Work to do:
Rewrite the listing from its start through the line with "column 297, row 542", swapping "rooftop antenna" for "roof antenna" and leaving every other part as it is.

......

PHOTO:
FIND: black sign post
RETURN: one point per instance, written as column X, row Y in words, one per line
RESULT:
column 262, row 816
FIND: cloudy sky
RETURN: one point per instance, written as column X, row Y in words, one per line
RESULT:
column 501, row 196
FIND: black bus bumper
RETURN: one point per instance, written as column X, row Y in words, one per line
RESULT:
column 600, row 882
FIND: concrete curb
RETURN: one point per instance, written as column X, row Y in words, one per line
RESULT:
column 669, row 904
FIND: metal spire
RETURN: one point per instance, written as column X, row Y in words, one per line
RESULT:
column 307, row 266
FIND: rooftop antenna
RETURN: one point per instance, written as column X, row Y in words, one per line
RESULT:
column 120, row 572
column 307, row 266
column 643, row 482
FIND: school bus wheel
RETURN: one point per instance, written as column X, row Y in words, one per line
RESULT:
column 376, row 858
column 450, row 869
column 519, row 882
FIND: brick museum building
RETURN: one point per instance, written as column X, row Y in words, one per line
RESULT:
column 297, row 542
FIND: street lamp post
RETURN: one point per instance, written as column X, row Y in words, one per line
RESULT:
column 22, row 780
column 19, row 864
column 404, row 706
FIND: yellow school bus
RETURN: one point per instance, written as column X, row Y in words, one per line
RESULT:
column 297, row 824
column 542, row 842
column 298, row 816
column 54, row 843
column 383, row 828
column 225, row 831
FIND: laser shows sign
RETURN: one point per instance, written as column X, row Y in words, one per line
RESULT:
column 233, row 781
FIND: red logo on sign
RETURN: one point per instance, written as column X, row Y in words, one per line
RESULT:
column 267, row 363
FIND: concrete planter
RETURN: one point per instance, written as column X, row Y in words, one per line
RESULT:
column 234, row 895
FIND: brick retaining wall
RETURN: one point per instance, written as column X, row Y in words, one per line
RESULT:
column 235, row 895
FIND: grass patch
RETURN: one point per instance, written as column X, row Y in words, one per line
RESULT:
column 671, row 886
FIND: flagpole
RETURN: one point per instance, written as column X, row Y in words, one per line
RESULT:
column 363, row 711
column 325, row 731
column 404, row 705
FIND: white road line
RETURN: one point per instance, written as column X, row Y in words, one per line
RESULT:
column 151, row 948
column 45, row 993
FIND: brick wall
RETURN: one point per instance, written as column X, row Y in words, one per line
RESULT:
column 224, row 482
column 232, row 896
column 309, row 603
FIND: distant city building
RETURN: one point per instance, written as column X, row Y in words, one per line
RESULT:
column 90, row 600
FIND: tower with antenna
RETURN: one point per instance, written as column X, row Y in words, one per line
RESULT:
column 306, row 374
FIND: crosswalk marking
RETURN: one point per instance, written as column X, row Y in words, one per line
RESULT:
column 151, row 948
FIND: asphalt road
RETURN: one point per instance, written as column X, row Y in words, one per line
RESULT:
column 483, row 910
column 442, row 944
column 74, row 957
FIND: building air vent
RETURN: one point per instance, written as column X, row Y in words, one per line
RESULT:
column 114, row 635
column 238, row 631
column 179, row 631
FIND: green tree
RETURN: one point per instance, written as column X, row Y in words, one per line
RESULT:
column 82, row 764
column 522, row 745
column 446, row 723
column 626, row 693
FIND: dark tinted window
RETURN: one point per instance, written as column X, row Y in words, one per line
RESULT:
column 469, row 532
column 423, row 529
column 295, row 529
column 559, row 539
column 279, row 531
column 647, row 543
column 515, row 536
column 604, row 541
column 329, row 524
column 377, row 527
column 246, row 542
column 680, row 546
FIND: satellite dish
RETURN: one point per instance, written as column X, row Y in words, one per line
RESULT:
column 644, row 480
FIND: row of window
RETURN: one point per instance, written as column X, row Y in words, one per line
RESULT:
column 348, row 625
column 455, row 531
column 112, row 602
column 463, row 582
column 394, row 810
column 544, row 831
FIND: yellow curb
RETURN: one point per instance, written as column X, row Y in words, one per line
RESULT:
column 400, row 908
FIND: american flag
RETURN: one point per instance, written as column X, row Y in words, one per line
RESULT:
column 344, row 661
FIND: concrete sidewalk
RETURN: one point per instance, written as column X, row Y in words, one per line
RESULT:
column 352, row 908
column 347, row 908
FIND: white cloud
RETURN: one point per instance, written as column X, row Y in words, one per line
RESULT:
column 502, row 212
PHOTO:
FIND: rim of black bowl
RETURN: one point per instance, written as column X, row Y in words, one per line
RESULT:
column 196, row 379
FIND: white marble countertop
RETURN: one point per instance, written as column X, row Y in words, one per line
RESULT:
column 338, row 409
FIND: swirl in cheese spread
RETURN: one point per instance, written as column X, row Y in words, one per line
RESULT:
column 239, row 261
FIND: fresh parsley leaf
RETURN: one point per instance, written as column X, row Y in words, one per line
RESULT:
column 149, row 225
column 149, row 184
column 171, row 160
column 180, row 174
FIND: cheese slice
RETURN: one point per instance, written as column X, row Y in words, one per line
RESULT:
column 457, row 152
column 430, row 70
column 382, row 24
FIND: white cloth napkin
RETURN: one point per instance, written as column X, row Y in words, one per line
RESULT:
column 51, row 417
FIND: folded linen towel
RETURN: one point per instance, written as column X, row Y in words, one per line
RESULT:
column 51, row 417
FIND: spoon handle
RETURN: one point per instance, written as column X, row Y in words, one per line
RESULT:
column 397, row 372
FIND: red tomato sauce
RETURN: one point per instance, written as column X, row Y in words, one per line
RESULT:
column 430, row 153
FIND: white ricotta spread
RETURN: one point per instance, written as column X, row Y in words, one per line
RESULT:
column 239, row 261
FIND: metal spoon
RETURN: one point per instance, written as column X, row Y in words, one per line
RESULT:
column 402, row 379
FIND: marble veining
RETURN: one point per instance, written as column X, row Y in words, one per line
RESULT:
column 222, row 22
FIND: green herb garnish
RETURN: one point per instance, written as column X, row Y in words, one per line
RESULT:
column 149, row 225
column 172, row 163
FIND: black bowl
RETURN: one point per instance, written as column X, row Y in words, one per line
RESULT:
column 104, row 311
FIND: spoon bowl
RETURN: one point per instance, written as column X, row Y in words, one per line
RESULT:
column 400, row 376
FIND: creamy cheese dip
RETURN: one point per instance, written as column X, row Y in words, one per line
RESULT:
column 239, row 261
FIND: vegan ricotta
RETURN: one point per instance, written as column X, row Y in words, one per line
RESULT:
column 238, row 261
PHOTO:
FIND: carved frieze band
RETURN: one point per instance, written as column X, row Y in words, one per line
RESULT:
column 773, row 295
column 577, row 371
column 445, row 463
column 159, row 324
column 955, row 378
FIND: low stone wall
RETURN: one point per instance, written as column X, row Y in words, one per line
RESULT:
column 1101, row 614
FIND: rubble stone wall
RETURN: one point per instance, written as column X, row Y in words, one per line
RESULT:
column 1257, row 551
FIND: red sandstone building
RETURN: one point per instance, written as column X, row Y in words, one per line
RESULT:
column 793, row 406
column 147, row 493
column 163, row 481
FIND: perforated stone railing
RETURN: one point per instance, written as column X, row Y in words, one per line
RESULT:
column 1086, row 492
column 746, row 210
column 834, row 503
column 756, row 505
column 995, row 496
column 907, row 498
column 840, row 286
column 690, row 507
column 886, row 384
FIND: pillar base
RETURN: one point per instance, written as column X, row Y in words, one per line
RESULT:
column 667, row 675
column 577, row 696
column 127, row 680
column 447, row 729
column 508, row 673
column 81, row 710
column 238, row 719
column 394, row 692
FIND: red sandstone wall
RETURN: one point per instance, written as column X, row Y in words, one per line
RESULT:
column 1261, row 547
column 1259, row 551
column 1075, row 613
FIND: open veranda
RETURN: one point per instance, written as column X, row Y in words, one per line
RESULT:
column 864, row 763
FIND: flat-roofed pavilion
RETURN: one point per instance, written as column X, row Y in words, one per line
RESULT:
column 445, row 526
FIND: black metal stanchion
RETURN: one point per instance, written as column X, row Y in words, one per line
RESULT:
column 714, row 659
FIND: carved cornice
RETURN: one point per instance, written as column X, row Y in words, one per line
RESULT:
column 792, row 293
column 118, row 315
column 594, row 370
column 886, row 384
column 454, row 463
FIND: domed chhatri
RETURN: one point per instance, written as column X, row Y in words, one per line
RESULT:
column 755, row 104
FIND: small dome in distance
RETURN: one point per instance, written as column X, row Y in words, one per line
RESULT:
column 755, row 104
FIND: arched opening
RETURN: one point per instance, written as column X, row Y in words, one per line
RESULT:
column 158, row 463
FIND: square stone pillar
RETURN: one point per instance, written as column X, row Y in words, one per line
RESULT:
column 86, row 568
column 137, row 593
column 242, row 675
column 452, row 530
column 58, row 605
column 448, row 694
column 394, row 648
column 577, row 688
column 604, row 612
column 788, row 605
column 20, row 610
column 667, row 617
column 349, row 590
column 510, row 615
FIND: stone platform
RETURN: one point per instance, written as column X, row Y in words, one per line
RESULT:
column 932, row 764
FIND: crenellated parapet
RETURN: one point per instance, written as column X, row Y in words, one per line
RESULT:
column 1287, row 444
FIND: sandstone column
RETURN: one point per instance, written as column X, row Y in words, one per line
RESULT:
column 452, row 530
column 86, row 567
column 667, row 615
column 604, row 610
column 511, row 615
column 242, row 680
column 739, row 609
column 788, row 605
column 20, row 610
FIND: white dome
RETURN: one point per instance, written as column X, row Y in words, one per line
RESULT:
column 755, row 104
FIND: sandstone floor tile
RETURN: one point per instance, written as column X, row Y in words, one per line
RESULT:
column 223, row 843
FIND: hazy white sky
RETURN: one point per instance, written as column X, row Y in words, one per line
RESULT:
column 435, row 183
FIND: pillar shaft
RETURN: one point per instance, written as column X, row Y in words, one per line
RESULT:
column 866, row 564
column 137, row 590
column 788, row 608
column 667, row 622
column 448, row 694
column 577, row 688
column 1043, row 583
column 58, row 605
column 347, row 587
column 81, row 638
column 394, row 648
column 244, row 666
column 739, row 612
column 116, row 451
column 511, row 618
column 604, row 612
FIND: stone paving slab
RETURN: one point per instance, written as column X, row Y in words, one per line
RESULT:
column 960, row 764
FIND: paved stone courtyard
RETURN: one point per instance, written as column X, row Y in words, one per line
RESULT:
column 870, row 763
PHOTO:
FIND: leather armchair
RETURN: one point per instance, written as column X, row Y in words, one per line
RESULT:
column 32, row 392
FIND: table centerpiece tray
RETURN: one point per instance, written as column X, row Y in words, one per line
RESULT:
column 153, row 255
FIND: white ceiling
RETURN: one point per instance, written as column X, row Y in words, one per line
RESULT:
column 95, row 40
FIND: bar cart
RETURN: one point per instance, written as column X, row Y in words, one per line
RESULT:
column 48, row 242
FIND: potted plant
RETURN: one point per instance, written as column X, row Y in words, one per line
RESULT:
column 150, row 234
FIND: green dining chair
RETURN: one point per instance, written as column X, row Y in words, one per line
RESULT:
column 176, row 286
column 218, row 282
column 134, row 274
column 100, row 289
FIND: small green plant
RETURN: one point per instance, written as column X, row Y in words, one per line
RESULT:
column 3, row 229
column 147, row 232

......

Final result:
PHOTO:
FIND: black sign post
RETURN: one point per instance, written as column X, row Y in words, one per line
RESULT:
column 262, row 816
FIND: cloudy sky
RETURN: one point per instance, written as column X, row Y in words, one per line
RESULT:
column 501, row 196
FIND: black bus bumper
RETURN: one point per instance, written as column X, row Y in words, one per line
RESULT:
column 600, row 882
FIND: concrete curb
RETURN: one point per instance, written as column X, row Y in words, one per line
RESULT:
column 669, row 904
FIND: metal spire
RETURN: one point per instance, written as column X, row Y in words, one per line
RESULT:
column 307, row 266
FIND: roof antenna
RETURN: one point per instance, written as column X, row Y in words, one per line
RESULT:
column 120, row 572
column 307, row 266
column 643, row 482
FIND: school bus wheel
RETURN: one point per instance, written as column X, row Y in words, one per line
RESULT:
column 376, row 858
column 450, row 869
column 519, row 882
FIND: brick museum building
RETURN: one point per instance, written as column X, row Y in words, one per line
RESULT:
column 297, row 542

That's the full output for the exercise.